**TASK TO CARRY OUT**
Below are some entries; set them all down exactly.

DATA FOR PROCESSING below:

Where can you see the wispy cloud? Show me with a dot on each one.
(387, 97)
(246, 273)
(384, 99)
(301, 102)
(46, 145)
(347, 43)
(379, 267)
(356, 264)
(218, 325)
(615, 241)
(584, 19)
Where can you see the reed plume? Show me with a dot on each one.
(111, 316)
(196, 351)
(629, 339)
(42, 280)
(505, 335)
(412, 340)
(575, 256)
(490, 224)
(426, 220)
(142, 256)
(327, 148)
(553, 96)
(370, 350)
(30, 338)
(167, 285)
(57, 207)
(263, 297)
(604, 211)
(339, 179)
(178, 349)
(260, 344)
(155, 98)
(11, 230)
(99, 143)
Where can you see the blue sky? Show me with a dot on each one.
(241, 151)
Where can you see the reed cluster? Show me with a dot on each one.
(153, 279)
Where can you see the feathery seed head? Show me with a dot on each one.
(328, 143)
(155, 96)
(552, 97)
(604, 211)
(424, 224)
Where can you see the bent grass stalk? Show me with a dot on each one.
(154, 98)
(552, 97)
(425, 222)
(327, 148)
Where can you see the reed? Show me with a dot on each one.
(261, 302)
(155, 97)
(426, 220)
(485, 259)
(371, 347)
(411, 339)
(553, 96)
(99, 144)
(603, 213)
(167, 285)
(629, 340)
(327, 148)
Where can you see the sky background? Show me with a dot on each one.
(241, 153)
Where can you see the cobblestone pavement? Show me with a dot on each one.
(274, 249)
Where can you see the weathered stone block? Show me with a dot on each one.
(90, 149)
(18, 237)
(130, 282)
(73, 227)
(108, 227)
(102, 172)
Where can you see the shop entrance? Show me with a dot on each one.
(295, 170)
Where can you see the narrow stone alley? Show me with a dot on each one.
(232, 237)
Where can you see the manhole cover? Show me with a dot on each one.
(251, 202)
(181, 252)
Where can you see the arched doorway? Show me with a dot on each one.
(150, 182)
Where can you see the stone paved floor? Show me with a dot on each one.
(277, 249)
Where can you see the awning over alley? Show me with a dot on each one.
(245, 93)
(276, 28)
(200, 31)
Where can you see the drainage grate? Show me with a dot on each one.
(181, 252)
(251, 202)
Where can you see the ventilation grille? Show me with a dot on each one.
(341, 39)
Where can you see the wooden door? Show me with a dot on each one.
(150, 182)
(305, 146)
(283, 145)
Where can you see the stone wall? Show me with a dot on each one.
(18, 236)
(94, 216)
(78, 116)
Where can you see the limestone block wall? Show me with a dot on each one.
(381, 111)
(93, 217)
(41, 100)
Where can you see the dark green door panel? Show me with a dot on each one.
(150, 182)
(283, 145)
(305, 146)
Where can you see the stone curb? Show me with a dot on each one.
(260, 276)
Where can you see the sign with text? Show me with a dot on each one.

End of DATA FOR PROCESSING.

**RESPONSE TO THE EXERCISE**
Where can you see the wispy cloud? Show me with a dot on each one.
(387, 97)
(246, 273)
(384, 99)
(301, 102)
(46, 145)
(347, 43)
(379, 267)
(356, 264)
(218, 325)
(615, 241)
(584, 19)
Where can you see the reed plume? Show me with a dot on each one.
(111, 316)
(196, 351)
(629, 339)
(42, 280)
(505, 335)
(412, 340)
(575, 256)
(490, 224)
(426, 220)
(142, 256)
(327, 148)
(553, 96)
(370, 350)
(30, 338)
(167, 285)
(57, 207)
(263, 297)
(604, 211)
(339, 179)
(178, 349)
(260, 344)
(155, 98)
(11, 230)
(99, 143)
Where can you see the blue sky? Show me with a dot on each one.
(241, 151)
Where can you see the reed cluster? Show me with a dot on each one.
(153, 279)
Where can you see the feathery seed head? Show me with a dot on each one.
(328, 143)
(155, 96)
(552, 97)
(604, 211)
(424, 224)
Where can you see the bent grass stalk? Show me with a dot on each one.
(154, 98)
(552, 97)
(425, 222)
(327, 148)
Where can you see the reed? Show me with a dot on each one.
(261, 302)
(155, 97)
(426, 220)
(485, 259)
(371, 347)
(411, 339)
(553, 96)
(99, 144)
(603, 213)
(167, 285)
(629, 340)
(327, 148)
Where can you see the sky background? Show me with a dot on each one.
(241, 153)
Where can you see the cobblestone pavement? Show me with a dot on each one.
(274, 249)
Where can you see the weathered stone block? Show me with a dot on each one.
(90, 149)
(18, 237)
(130, 282)
(73, 227)
(108, 227)
(102, 172)
Where can you see the shop entrance? Show me with a dot on each one.
(295, 170)
Where can you see the narrow stone alley? Show me with a dot on each one.
(232, 237)
Where can you see the manhole cover? Show me with a dot on each one.
(251, 202)
(181, 252)
Where can you see the arched doorway? Show me with a dot on each one.
(150, 182)
Where can you see the stone paved floor? Show me with a dot on each one.
(277, 249)
Where can you see the awning over alley? Show me with a dot on each one.
(245, 93)
(276, 28)
(200, 31)
Where can you see the drainage grate? Show me with a dot on each one.
(181, 252)
(251, 202)
Where can you see the ventilation grille? Show me with a dot on each one.
(341, 39)
Where can you see the wooden door? Show me with a dot on each one.
(150, 182)
(305, 146)
(283, 145)
Where can you see the stone wall? Show me with a dot on each one.
(18, 236)
(94, 216)
(78, 116)
Where can you see the limestone block wall? Show me with a dot on each one.
(381, 111)
(93, 217)
(41, 100)
Where can you see the dark green door panel? Show me with a dot on each one.
(150, 182)
(283, 145)
(305, 146)
Where can you see the stone curb? Show me with a dot on each one.
(260, 276)
Where can you see the sign with text? Show me with a dot on each one.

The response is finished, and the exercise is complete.